Forty-eight years into her ownership of Lebanon’s iconic Munger Moss Motel, Ramona Lehman still greets her guests with wide smiles, warm hugs and generous advice on what to see next on Route 66, the legendary highway outside her front door.
“My Route 66 people, they’re my family,” Ramona explained on a recent Wednesday after extended goodbyes to Roland and Brigitte Schweitzer of Munich, Germany, when they checked out of the motel.
Ramona was beaming after the Schweitzers showed her a German-language Route 66 travel guide that devotes a full page to the Munger Moss, identifying the motel as a “magic moment” along The Mother Road.
“I had some lovely people last night,” Ramona said after she hugged the Schweitzers one last time and they departed in their rented SUV to a tire-repair shop Ramona had recommended.
Besides the German couple, the Munger Moss also was host that night to two men and a woman from Spain. “And I had a couple out of Oklahoma. He’s an old cowboy,” she said with a laugh.
“The people who travel Route 66, it costs a lot of money to travel Route 66, but they’re all decent human beings,” Ramona said. “They aren’t out to destroy your place. They appreciate what you have. They appreciate that this place is like it used to be.

(Dataset entries)
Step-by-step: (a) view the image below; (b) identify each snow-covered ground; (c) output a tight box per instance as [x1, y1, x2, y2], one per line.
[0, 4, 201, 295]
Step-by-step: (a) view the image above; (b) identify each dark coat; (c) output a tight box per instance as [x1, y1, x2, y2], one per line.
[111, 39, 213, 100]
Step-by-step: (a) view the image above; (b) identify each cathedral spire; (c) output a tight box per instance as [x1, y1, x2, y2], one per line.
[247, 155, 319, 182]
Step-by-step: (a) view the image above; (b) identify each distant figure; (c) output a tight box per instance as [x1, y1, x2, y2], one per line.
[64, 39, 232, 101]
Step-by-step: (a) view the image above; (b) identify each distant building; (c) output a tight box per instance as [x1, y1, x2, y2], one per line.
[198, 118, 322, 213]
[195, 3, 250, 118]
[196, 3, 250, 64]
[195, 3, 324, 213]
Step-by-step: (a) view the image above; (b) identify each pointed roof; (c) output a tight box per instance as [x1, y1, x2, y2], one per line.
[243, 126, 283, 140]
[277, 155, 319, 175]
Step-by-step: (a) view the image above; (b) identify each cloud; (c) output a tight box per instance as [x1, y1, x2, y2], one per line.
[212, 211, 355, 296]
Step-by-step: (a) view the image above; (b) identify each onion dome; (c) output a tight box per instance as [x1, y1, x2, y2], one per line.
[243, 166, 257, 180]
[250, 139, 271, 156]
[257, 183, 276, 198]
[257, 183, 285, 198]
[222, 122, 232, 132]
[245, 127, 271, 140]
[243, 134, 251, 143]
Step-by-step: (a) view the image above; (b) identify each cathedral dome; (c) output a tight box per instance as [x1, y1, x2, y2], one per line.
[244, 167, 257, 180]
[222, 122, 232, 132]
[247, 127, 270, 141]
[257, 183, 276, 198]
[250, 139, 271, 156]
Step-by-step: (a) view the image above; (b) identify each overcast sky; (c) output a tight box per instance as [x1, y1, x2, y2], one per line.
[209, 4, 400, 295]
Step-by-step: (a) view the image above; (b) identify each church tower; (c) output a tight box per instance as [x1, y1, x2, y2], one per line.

_WHAT IS NEEDED_:
Please transcribe the Munger Moss Motel article from "Forty-eight years into" to "of the motel.".

_RESULT_:
Forty-eight years into her ownership of Lebanon’s iconic Munger Moss Motel, Ramona Lehman still greets her guests with wide smiles, warm hugs and generous advice on what to see next on Route 66, the legendary highway outside her front door.
“My Route 66 people, they’re my family,” Ramona explained on a recent Wednesday after extended goodbyes to Roland and Brigitte Schweitzer of Munich, Germany, when they checked out of the motel.